## Start Page

Results of Operations

As of March 31, 2013, the Company owned 66 hotels with 7,658 rooms. Hotel performance is impacted by many factors, including the economic conditions in the United States, as well as each locality. Although hampered by government spending uncertainty economic indicators in the United States have shown evidence of a sustainable recovery, which continues to overall positively impact the lodging industry. As a result, the Company’s revenue and operating income improved in the first quarter of 2013 as compared to the same period of 2012 and the Company expects continued improvement in revenue and operating income in 2013 as compared to 2012. The Company’s hotels in general have shown results consistent with industry and brand averages for the period of ownership.

     Revenues

The Company’s principal source of revenue is hotel revenue, consisting of room and other related revenue. For the three months ended March 31, 2013 and 2012, the Company had total hotel revenue of $58.3 million and $58.0 million, respectively. For the three months ended March 31, 2013 and 2012, the hotels achieved combined average occupancy of 70%, ADR of $113 and $110 and RevPAR of $79 and $77. ADR is calculated as room revenue divided by the number of rooms sold, and RevPAR is calculated as occupancy multiplied by ADR.

During the first quarter of 2013, the Company experienced an increase in ADR of 3% as compared to the prior year while maintaining stable occupancy levels. Although certain markets have been negatively impacted by reduced government spending, with stability in overall demand and continued room rate improvement, the Company and industry are forecasting a mid-single digit percentage increase in revenue for 2013 as compared to 2012. Also during the first quarter of 2013, the Company had approximately 10,000 room nights out of service for six planned renovation projects which negatively impacted revenue growth as compared to 2012. The Company’s hotels continue to be leaders in their respective markets. The Company’s average Market Yield for the first three months of 2013 and 2012 was 121 and 122, respectively. The Market Yield is a measure of each hotel’s RevPAR compared to the average in the market, with 100 being the average (the index excludes hotels under renovation) and is provided by Smith Travel Research, Inc.®, an independent company that tracks historical hotel performance in most markets throughout the world. The Company will continue to pursue market opportunities to improve revenue.

## End Page
## Start Provided records

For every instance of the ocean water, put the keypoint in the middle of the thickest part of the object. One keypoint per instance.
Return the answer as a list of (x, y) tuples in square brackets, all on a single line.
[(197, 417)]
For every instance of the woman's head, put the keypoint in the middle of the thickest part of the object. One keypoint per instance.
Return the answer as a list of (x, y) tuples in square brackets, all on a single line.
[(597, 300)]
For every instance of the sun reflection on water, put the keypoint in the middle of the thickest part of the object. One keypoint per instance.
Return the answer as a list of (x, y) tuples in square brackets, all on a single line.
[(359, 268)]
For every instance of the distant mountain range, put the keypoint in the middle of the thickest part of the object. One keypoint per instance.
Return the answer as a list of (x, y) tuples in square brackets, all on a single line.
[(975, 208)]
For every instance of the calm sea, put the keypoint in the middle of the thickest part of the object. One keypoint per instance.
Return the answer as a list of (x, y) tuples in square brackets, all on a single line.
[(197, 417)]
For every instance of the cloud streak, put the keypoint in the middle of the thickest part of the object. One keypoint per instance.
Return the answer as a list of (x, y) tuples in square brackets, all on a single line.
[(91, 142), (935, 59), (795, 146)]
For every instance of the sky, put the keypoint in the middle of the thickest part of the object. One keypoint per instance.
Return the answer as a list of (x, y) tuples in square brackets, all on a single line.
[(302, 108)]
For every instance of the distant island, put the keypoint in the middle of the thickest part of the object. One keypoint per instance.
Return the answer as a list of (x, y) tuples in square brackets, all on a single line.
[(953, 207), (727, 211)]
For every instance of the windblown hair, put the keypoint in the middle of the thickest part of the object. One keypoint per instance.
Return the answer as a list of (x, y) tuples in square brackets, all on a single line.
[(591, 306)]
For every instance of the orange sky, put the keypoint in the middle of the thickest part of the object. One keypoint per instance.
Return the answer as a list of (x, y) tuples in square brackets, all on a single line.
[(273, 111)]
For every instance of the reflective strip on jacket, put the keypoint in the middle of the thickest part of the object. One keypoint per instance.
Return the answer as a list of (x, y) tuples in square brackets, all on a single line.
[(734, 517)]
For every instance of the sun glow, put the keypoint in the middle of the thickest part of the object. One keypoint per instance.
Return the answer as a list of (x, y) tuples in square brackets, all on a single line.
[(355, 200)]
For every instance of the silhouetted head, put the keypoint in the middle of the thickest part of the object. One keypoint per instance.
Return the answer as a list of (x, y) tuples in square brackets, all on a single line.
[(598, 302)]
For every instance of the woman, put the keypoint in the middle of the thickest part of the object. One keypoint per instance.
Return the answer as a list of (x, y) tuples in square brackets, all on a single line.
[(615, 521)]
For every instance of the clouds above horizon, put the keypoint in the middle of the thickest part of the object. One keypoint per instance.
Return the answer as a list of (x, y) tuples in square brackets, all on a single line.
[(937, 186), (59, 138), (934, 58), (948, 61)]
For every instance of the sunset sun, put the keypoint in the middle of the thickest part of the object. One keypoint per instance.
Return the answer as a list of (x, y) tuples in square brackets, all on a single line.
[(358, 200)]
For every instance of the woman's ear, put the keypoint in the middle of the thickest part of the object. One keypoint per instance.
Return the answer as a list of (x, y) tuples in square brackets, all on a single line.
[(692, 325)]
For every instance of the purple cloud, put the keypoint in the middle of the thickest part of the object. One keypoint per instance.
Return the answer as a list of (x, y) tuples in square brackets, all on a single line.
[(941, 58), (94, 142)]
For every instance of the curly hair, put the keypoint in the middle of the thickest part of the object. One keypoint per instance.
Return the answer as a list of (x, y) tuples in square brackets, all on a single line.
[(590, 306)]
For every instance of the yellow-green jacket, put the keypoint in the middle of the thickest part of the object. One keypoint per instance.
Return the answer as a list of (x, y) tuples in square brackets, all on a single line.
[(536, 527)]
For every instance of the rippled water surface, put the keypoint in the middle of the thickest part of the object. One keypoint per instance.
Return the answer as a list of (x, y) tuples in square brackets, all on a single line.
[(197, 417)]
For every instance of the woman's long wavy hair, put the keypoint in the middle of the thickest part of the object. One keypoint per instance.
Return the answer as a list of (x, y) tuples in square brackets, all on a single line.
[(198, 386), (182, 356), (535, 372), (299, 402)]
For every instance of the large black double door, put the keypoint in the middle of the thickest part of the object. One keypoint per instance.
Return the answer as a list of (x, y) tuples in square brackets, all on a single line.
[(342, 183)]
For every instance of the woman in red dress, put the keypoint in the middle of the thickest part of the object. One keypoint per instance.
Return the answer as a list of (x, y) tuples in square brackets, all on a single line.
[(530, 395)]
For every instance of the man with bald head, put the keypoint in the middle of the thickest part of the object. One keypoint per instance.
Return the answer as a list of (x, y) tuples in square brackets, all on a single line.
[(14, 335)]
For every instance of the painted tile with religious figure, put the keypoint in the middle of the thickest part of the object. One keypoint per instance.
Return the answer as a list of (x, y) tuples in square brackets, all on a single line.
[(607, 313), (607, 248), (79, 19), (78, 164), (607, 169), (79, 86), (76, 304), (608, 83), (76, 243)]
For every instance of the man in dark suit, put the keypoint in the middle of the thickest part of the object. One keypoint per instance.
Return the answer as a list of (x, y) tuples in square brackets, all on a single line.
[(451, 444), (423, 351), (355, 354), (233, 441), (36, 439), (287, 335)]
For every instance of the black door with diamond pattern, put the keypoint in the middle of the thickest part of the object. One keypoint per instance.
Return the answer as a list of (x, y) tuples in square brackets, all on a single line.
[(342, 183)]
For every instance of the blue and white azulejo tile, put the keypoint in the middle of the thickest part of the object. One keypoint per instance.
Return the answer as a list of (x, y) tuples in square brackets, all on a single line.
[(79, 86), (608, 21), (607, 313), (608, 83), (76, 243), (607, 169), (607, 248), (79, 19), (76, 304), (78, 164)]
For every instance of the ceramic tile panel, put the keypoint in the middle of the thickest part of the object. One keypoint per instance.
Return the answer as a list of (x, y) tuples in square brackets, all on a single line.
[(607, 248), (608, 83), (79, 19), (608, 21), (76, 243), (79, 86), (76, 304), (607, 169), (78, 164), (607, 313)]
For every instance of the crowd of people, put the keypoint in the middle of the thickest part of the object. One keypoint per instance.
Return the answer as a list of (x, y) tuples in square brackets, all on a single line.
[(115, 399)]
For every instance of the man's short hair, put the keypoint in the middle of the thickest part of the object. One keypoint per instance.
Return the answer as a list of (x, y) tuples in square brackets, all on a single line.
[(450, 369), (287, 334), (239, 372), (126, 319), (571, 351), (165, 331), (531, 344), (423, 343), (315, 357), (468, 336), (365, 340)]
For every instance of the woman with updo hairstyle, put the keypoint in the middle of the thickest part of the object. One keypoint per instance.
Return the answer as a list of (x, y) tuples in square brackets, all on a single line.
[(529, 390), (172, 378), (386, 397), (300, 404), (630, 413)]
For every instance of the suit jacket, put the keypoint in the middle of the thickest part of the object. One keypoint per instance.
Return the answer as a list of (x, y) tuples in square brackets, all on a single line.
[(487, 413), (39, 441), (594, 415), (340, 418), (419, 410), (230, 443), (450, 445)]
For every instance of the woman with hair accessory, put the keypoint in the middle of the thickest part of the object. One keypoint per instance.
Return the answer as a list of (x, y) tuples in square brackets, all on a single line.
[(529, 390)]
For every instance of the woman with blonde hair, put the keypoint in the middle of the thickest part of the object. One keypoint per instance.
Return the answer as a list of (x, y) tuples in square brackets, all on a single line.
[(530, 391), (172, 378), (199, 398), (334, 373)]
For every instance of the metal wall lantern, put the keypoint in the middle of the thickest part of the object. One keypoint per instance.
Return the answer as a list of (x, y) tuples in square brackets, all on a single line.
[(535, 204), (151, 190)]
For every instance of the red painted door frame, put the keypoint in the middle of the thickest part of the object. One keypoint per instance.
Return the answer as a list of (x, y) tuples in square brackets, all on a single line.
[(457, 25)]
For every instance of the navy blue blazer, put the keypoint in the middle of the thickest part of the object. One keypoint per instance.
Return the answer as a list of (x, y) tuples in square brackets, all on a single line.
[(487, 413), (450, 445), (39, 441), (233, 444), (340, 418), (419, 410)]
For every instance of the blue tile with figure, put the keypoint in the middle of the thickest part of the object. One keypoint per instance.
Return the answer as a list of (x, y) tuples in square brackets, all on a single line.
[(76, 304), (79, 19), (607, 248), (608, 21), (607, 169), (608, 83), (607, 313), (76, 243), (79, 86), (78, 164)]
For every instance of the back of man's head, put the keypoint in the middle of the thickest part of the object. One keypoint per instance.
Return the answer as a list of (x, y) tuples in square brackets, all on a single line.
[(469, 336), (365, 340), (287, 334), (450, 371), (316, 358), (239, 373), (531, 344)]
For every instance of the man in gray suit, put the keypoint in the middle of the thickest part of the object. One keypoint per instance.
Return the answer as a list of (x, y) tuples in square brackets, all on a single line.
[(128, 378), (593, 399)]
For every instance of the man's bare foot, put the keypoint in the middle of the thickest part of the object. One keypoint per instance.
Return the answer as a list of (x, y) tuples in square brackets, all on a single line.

## End Provided records

Task goal:
According to the results of operations text, how many hotels and rooms did the Company own as of March 31, 2013?

Complete answer:
66 hotels with 7,658 rooms